Exercise details =>
Under no circumstances alter the records; copy each one exactly.

Data provided =>
● ● ● ● ●

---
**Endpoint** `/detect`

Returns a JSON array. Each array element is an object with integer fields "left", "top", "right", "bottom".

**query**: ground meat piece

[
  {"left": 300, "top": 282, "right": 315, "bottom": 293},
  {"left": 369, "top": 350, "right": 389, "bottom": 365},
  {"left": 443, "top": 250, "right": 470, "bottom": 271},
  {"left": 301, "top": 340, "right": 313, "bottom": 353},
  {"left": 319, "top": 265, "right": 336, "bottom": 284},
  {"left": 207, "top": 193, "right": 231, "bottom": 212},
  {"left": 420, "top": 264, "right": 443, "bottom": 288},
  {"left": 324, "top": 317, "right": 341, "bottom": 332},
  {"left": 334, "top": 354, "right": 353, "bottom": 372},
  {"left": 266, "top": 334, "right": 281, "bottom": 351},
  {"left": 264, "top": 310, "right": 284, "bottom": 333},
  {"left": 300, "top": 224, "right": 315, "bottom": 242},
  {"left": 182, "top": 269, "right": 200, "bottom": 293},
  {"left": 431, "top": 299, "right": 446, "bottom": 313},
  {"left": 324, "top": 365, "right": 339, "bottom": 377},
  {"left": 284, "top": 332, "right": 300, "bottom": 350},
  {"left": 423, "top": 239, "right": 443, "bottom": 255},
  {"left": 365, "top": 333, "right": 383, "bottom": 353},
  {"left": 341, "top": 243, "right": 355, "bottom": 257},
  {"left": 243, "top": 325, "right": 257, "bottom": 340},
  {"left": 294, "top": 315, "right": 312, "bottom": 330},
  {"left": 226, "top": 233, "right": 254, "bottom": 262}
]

● ● ● ● ●

Solution to this problem =>
---
**Endpoint** `/detect`

Returns a JSON array. Each array element is an object with integer fields "left", "top", "right", "bottom".

**query**: ground meat piece

[
  {"left": 300, "top": 282, "right": 315, "bottom": 293},
  {"left": 369, "top": 350, "right": 389, "bottom": 365},
  {"left": 443, "top": 250, "right": 470, "bottom": 271},
  {"left": 301, "top": 340, "right": 313, "bottom": 353},
  {"left": 319, "top": 265, "right": 336, "bottom": 284},
  {"left": 207, "top": 193, "right": 231, "bottom": 212},
  {"left": 420, "top": 264, "right": 443, "bottom": 288},
  {"left": 324, "top": 317, "right": 341, "bottom": 332},
  {"left": 334, "top": 354, "right": 353, "bottom": 372},
  {"left": 266, "top": 334, "right": 281, "bottom": 351},
  {"left": 264, "top": 310, "right": 284, "bottom": 333},
  {"left": 300, "top": 224, "right": 315, "bottom": 242},
  {"left": 182, "top": 269, "right": 200, "bottom": 293},
  {"left": 431, "top": 299, "right": 446, "bottom": 313},
  {"left": 324, "top": 365, "right": 339, "bottom": 377},
  {"left": 284, "top": 332, "right": 300, "bottom": 350},
  {"left": 423, "top": 239, "right": 443, "bottom": 255},
  {"left": 365, "top": 333, "right": 383, "bottom": 353},
  {"left": 341, "top": 243, "right": 355, "bottom": 257},
  {"left": 243, "top": 325, "right": 257, "bottom": 340},
  {"left": 294, "top": 315, "right": 312, "bottom": 330},
  {"left": 226, "top": 233, "right": 254, "bottom": 262}
]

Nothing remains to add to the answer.